→ **Activity**:
Rewrite the listing with every occurrence of "positive clicks" switched to "foreground clicks" and all other text left unchanged. Omit the pictures from your output.

Stored listing

☆ ☆ ☆

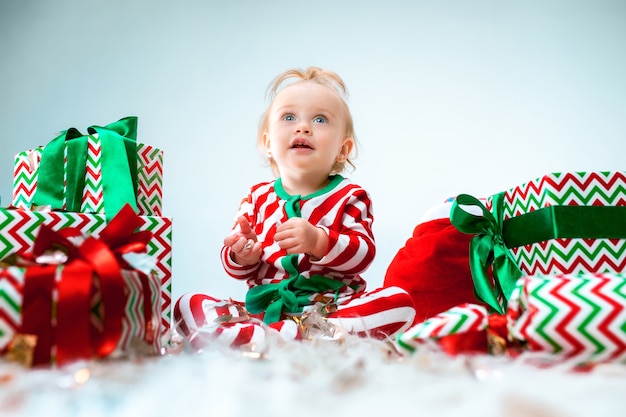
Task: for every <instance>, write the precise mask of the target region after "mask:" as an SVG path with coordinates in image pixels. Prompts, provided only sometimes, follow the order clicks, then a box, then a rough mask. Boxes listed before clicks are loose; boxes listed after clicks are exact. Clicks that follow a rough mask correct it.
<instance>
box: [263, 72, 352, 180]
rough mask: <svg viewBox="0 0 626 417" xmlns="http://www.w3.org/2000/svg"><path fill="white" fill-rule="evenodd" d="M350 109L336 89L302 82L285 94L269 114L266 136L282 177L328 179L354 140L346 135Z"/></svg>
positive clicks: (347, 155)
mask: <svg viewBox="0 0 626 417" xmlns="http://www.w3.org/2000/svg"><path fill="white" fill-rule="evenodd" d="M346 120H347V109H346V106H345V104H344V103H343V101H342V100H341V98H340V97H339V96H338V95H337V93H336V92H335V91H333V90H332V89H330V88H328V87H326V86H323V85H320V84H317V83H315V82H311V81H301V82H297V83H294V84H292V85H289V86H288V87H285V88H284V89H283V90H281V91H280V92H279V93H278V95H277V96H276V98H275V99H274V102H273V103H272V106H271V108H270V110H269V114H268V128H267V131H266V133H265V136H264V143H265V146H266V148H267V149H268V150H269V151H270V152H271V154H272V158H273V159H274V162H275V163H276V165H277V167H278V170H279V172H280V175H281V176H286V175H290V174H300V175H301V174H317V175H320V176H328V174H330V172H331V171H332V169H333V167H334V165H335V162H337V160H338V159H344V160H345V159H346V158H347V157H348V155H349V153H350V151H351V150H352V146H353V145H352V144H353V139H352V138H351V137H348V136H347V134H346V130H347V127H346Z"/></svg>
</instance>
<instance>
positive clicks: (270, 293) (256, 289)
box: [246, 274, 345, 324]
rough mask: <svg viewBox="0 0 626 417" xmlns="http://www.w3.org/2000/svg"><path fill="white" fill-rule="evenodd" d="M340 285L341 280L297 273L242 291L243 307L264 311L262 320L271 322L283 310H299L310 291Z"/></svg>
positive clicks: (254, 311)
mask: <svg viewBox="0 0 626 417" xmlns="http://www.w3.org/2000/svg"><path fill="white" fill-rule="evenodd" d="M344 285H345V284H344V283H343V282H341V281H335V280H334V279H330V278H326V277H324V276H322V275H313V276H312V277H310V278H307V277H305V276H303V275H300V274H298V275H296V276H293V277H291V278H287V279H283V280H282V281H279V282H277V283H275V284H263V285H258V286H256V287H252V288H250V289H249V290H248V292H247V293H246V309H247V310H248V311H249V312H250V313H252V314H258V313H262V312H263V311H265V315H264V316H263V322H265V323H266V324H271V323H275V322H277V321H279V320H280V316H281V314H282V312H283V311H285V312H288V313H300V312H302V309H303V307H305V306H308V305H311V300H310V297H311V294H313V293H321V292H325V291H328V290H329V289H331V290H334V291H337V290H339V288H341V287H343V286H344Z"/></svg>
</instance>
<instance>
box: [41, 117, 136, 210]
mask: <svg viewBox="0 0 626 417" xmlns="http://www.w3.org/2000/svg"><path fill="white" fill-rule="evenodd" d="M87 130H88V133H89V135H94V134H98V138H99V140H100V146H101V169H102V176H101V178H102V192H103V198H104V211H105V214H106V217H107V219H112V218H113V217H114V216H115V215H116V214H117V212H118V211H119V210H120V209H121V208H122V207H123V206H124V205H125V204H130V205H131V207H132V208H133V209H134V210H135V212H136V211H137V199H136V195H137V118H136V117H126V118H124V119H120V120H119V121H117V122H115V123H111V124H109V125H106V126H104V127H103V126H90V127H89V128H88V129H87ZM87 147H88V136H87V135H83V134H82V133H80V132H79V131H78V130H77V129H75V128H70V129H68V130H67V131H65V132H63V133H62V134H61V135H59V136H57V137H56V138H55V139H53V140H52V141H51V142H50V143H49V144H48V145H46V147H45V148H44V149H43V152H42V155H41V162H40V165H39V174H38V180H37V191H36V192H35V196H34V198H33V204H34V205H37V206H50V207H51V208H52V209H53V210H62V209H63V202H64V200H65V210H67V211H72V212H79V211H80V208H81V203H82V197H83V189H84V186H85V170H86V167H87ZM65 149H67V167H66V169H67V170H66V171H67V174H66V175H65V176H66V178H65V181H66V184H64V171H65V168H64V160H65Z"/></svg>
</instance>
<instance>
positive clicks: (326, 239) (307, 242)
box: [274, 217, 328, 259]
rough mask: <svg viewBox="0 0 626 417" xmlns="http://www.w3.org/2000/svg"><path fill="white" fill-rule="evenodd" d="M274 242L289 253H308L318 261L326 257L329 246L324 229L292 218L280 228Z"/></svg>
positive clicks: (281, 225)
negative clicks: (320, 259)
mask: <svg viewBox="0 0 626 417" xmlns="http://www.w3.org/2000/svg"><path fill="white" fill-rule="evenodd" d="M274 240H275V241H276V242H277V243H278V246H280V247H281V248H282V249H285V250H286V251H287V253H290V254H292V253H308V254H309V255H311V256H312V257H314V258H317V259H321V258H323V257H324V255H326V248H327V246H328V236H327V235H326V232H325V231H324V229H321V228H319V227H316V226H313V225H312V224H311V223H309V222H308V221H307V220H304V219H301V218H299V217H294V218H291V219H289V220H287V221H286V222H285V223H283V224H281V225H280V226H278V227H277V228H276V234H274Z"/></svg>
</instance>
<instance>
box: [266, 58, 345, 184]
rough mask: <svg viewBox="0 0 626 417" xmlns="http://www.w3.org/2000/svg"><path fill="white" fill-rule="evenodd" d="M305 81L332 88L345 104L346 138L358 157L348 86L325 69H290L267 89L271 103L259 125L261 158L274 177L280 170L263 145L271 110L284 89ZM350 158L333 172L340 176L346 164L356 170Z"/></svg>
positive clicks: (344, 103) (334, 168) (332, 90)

☆ ☆ ☆

→ **Task output**:
Task: for every <instance>, write the precise mask of the target region after "mask:" as an SVG path with coordinates in image pixels. Prompts, provided only sometimes, follow the order clicks, then a box, then a rough mask. Boxes listed before clicks are loose; boxes listed after clicks are exact. Clicks that follow a rough mask correct it.
<instance>
box: [263, 72, 352, 180]
rough mask: <svg viewBox="0 0 626 417" xmlns="http://www.w3.org/2000/svg"><path fill="white" fill-rule="evenodd" d="M350 109L336 89L302 82L285 94L269 114L266 136L282 177L328 179L354 140L346 135Z"/></svg>
foreground clicks: (347, 155)
mask: <svg viewBox="0 0 626 417" xmlns="http://www.w3.org/2000/svg"><path fill="white" fill-rule="evenodd" d="M346 120H347V109H346V106H345V104H344V103H343V101H342V100H341V98H340V97H339V96H338V95H337V93H336V92H335V91H333V90H332V89H330V88H328V87H326V86H323V85H320V84H317V83H315V82H311V81H301V82H297V83H294V84H292V85H289V86H288V87H285V88H284V89H283V90H281V91H280V92H279V93H278V95H277V96H276V98H275V99H274V102H273V103H272V106H271V108H270V110H269V114H268V128H267V131H266V133H265V136H264V143H265V146H266V148H267V149H268V150H269V151H270V152H271V154H272V158H273V159H274V162H275V163H276V165H277V167H278V170H279V172H280V175H281V176H286V175H290V174H300V175H301V174H317V175H320V176H328V174H330V172H331V171H332V169H333V167H334V165H335V162H337V160H338V159H344V160H345V159H346V158H347V157H348V155H349V153H350V151H351V150H352V146H353V145H352V144H353V139H352V138H351V137H348V136H347V134H346V130H347V127H346Z"/></svg>
</instance>
<instance>
foreground clicks: (270, 293) (256, 289)
box: [246, 274, 345, 324]
rough mask: <svg viewBox="0 0 626 417" xmlns="http://www.w3.org/2000/svg"><path fill="white" fill-rule="evenodd" d="M340 285L341 280L297 273L242 291L243 307L264 311L262 320L271 322L283 310H299L310 291Z"/></svg>
foreground clicks: (254, 311)
mask: <svg viewBox="0 0 626 417" xmlns="http://www.w3.org/2000/svg"><path fill="white" fill-rule="evenodd" d="M344 285H345V284H344V283H343V282H341V281H335V280H334V279H330V278H326V277H324V276H322V275H313V276H312V277H310V278H307V277H305V276H303V275H300V274H298V275H296V276H293V277H291V278H287V279H283V280H282V281H279V282H277V283H275V284H263V285H258V286H256V287H252V288H250V289H249V290H248V292H247V293H246V309H247V310H248V311H249V312H250V313H252V314H258V313H262V312H263V311H265V315H264V316H263V322H265V323H266V324H271V323H275V322H277V321H279V320H280V316H281V314H282V312H283V311H285V312H288V313H300V312H302V309H303V307H305V306H308V305H311V300H310V297H311V294H313V293H321V292H325V291H328V290H329V289H331V290H334V291H337V290H339V288H341V287H343V286H344Z"/></svg>
</instance>
<instance>
box: [41, 117, 136, 210]
mask: <svg viewBox="0 0 626 417" xmlns="http://www.w3.org/2000/svg"><path fill="white" fill-rule="evenodd" d="M87 130H88V133H89V135H94V134H98V138H99V140H100V146H101V169H102V176H101V178H102V192H103V198H104V211H105V214H106V217H107V219H112V218H113V217H114V216H115V215H116V214H117V212H118V211H119V210H120V209H121V208H122V207H123V206H124V205H125V204H130V205H131V207H132V208H133V209H134V210H135V212H136V211H137V199H136V195H137V118H136V117H126V118H124V119H120V120H119V121H117V122H115V123H111V124H109V125H106V126H104V127H103V126H90V127H89V128H88V129H87ZM87 147H88V136H87V135H83V134H82V133H80V132H79V131H78V130H77V129H75V128H70V129H68V130H67V131H65V132H63V133H62V134H61V135H59V136H57V137H56V138H55V139H53V140H52V141H51V142H50V143H49V144H48V145H46V147H45V148H44V149H43V152H42V155H41V162H40V165H39V174H38V180H37V191H36V192H35V196H34V198H33V204H34V205H37V206H50V207H51V208H52V209H53V210H62V209H63V202H64V200H65V210H67V211H72V212H79V211H80V208H81V203H82V197H83V189H84V186H85V170H86V167H87ZM65 149H67V167H66V169H67V170H66V171H67V174H66V175H65V176H66V178H65V181H66V184H64V171H65V168H64V160H65Z"/></svg>
</instance>
<instance>
foreground clicks: (326, 239) (307, 242)
box: [274, 217, 328, 259]
rough mask: <svg viewBox="0 0 626 417" xmlns="http://www.w3.org/2000/svg"><path fill="white" fill-rule="evenodd" d="M274 242L289 253H308L318 261L326 257L329 246L324 229L292 218L280 228Z"/></svg>
foreground clicks: (281, 225)
negative clicks: (320, 259)
mask: <svg viewBox="0 0 626 417" xmlns="http://www.w3.org/2000/svg"><path fill="white" fill-rule="evenodd" d="M274 240H275V241H276V242H277V243H278V246H280V247H281V248H282V249H285V250H286V251H287V253H290V254H292V253H308V254H309V255H311V256H312V257H314V258H317V259H321V258H323V257H324V255H326V248H327V246H328V236H327V235H326V232H325V231H324V229H321V228H319V227H316V226H313V225H312V224H311V223H309V222H308V221H307V220H304V219H301V218H299V217H294V218H291V219H289V220H287V221H286V222H285V223H283V224H281V225H280V226H278V227H277V228H276V234H274Z"/></svg>
</instance>
<instance>
box: [266, 58, 345, 184]
rough mask: <svg viewBox="0 0 626 417" xmlns="http://www.w3.org/2000/svg"><path fill="white" fill-rule="evenodd" d="M305 81L332 88L345 104L346 138L358 157L348 86L325 69H290L267 89L271 103L259 125L261 158L274 177L280 170L263 145L271 110L284 89ZM350 158L333 172L340 176L346 164L356 170Z"/></svg>
foreground clicks: (344, 103) (334, 168) (332, 90)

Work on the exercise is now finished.